▸ QUOTED TEXT
+ + + +
# Paypal identity resolution - US to Ireland transfers



## Max Johnson (9 Mar 2012)

I moved to the US from Ireland last year and have been using Paypal to transfer money to my AIB account to pay off some outstanding bills.
I use one Paypal account for my US bank account and one for my AIB.

Today I hit a €2,500 limit and Paypal have asked me to identify myself.
They want an identity card (passport etc.) and a physical address ID (utility bill, bank statement etc.) faxed to them.
I am more than happy to do this.
My question is, will it matter if I provide a US physical address rather than an Irish one?
Are there tax implications or something unforeseen that I have not considered? I'm worried I'm opening myself up to something that will cost me. I would then consider bank drafts or other methods.

The notice from Paypal said that the information was needed to comply with EU money laundering legislation.
I could probably get something with my Irish address but would rather be above board.

I did a search before posting this. I would appreciate any help/advice.

Thanks

--Max


----------



## Max Johnson (9 Mar 2012)

From Paypal



> *Why is my account access limited?*
> 
> Your account access has been limited for the following reason(s):
> 
> ...





> Please send some additional information
> We need some documents to confirm your identity.
> 
> Please send PayPal copies of the following items to help confirm your identity to comply with EU regulations:
> ...




Again, any help appreciated.


----------



## McSim (14 Mar 2012)

Max Johnson said:


> I use one Paypal account for my US bank account and one for my AIB.


Be very carefull here. PayPal policy strictly prohibits anyone to have more than one account, with exception of one busness and one personal. Admiting to PayPal that you have two accounts will very likely to result in immediate unreversible ban for you on PayPal (and probably eBay).
+ + + +
▸ DATASET ENTRIES
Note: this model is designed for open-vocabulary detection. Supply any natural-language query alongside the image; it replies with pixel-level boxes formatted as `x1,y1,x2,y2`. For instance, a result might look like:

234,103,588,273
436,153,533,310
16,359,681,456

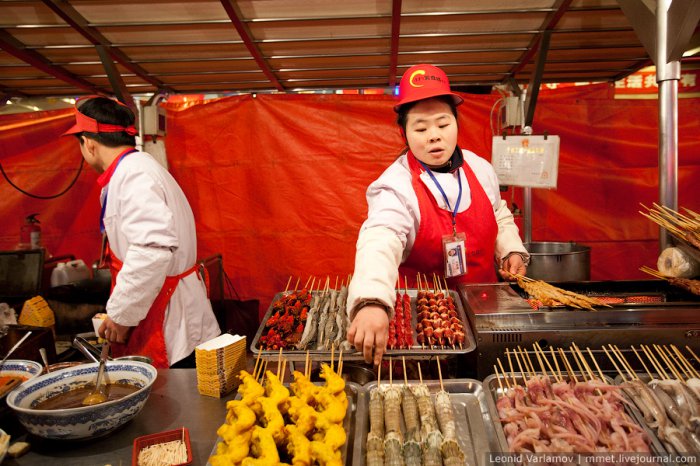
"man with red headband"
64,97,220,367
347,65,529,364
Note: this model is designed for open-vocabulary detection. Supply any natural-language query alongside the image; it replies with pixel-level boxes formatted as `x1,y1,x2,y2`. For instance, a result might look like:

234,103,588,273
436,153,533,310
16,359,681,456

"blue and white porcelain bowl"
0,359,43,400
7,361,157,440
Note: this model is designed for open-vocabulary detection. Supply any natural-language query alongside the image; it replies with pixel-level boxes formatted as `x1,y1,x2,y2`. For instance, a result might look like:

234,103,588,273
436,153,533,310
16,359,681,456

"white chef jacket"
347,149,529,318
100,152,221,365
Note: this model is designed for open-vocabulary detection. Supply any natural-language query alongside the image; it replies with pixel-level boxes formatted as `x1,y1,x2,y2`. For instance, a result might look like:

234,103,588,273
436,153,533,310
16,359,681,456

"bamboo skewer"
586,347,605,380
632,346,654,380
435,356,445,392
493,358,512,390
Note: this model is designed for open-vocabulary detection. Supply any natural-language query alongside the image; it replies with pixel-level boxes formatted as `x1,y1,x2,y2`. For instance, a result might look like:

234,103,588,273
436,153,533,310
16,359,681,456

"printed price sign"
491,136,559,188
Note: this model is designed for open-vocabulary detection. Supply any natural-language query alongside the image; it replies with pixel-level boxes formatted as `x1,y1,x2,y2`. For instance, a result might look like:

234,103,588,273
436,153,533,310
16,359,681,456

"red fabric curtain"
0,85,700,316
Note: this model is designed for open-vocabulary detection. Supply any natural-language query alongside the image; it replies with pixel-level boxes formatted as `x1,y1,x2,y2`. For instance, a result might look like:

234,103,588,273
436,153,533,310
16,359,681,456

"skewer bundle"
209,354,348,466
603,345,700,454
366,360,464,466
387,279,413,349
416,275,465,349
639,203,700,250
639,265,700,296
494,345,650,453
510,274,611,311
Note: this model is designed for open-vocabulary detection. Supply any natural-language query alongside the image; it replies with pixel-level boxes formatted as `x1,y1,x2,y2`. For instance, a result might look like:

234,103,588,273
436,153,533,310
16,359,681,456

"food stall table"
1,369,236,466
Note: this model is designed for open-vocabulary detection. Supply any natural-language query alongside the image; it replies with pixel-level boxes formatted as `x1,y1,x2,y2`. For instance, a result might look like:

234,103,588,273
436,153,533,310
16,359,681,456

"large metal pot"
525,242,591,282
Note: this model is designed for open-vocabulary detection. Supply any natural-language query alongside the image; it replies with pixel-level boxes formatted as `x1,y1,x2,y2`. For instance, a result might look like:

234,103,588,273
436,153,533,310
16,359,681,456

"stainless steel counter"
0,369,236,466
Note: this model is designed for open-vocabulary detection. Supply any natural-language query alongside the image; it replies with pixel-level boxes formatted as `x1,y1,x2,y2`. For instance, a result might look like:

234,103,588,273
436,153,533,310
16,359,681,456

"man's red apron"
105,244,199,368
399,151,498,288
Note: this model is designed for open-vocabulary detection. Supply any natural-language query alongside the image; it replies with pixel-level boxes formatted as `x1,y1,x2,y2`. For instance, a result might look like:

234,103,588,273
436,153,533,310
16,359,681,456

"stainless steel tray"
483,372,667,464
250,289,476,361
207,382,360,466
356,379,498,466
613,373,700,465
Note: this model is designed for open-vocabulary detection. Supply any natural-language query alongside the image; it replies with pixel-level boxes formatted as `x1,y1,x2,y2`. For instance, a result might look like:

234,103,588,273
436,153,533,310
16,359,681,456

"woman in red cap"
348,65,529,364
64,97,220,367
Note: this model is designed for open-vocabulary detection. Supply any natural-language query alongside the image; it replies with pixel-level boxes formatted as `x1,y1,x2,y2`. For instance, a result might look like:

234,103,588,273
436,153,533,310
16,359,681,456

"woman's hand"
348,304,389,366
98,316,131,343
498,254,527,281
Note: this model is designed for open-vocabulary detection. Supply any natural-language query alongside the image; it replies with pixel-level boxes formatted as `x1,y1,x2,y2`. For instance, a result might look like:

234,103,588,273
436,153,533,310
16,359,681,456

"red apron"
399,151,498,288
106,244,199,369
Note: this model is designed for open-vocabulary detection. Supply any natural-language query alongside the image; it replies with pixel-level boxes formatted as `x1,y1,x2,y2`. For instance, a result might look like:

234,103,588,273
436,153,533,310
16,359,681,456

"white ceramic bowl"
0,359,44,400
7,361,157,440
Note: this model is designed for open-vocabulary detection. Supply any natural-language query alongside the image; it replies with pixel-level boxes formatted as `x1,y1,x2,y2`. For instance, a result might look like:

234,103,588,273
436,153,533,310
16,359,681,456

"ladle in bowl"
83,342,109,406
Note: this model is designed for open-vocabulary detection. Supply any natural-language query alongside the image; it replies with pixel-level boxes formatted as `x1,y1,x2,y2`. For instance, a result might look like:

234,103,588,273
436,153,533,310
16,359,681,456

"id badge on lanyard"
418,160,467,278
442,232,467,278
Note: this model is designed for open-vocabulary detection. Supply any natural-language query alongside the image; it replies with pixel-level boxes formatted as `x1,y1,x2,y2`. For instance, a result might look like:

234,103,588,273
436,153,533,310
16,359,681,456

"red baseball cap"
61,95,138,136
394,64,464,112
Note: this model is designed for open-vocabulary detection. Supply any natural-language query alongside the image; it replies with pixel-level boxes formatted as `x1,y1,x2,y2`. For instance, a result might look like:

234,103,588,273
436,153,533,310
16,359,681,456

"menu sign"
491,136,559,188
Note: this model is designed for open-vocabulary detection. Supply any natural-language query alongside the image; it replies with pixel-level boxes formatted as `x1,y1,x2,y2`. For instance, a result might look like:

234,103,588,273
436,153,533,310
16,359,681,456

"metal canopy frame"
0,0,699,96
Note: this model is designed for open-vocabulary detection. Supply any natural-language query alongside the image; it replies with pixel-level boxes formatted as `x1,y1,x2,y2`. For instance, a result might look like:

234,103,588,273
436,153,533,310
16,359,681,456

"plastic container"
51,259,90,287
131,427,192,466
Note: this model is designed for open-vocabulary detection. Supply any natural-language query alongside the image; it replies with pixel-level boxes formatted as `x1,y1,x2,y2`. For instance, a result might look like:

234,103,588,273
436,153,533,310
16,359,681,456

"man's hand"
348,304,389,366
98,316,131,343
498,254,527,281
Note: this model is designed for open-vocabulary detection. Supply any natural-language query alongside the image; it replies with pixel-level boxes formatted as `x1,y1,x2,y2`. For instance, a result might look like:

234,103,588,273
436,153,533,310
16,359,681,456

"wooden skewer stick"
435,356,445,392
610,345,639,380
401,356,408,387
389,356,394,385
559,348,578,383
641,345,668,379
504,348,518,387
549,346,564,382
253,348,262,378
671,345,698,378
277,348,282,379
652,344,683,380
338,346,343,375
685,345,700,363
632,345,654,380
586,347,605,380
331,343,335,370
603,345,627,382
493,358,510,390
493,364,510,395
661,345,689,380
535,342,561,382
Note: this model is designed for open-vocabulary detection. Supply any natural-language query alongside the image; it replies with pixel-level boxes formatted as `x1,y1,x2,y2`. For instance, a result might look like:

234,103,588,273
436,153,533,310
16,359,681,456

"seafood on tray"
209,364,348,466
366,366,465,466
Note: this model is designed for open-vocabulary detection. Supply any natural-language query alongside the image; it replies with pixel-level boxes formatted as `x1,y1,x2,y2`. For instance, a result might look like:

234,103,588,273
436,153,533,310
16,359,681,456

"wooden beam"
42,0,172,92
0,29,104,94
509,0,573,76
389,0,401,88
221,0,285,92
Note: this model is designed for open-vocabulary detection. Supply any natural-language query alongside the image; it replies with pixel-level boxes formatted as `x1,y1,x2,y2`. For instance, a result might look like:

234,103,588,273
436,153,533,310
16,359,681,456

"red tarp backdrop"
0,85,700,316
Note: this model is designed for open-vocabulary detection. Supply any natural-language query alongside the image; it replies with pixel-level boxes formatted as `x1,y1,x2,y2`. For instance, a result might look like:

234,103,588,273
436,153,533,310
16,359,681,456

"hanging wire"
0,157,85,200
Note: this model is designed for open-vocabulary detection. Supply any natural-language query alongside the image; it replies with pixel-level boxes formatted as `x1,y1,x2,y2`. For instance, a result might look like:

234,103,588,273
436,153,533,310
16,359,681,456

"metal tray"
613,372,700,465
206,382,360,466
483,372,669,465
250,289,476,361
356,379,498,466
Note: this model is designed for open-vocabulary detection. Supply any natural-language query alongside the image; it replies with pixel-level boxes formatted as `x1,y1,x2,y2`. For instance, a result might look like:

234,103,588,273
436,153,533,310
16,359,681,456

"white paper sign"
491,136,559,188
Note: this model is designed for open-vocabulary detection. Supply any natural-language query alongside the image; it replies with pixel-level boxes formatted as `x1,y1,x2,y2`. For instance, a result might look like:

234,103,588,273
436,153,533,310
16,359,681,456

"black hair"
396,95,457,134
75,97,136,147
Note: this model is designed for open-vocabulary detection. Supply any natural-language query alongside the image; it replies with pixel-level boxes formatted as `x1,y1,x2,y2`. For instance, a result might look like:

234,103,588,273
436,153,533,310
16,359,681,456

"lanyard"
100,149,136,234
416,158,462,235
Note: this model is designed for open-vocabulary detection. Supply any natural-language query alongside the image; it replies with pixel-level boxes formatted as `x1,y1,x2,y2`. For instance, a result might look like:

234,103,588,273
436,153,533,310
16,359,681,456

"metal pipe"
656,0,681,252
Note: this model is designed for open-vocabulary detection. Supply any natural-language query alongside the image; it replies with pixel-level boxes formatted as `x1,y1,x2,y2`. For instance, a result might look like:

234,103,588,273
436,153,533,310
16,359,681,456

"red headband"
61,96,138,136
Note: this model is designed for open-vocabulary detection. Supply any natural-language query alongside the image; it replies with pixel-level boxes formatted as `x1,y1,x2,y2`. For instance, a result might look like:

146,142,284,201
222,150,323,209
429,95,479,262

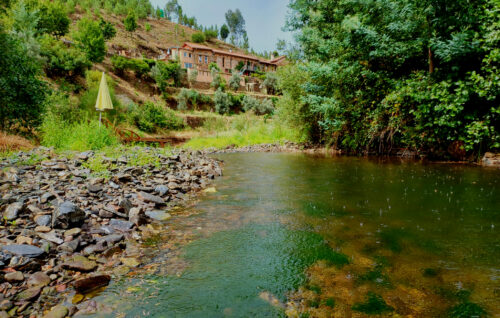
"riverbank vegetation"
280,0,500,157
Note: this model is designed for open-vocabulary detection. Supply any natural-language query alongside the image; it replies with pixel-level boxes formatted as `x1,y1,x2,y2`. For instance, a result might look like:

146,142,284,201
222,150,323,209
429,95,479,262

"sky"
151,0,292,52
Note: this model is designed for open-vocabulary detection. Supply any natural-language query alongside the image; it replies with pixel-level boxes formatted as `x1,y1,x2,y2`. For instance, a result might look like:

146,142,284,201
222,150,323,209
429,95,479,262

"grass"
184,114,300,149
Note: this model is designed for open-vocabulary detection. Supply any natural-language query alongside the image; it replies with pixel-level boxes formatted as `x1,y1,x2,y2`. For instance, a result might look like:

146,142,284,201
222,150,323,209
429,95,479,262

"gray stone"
+ + + +
▸ INSTRUCTIONS
• A. In the PayPal thread, what limit did Max hit before PayPal asked him to identify himself?
• B. Rewrite the records from their first line through the line with "347,65,529,364", replacing "open-vocabulary detection" with "free-form object detection" and changing nothing else. Please leave the pictures out.

▸ TASK-BY-TASK OUTPUTS
• A. €2,500

• B.
Note: this model is designed for free-form object detection. Supply any natural-language query alongside the image; it replies with pixel-level boxes formatted as `x1,y1,x2,y2`. For instance, a result might look like:

234,103,588,273
436,153,533,310
16,359,681,456

"man with red headband"
64,97,220,367
347,65,529,364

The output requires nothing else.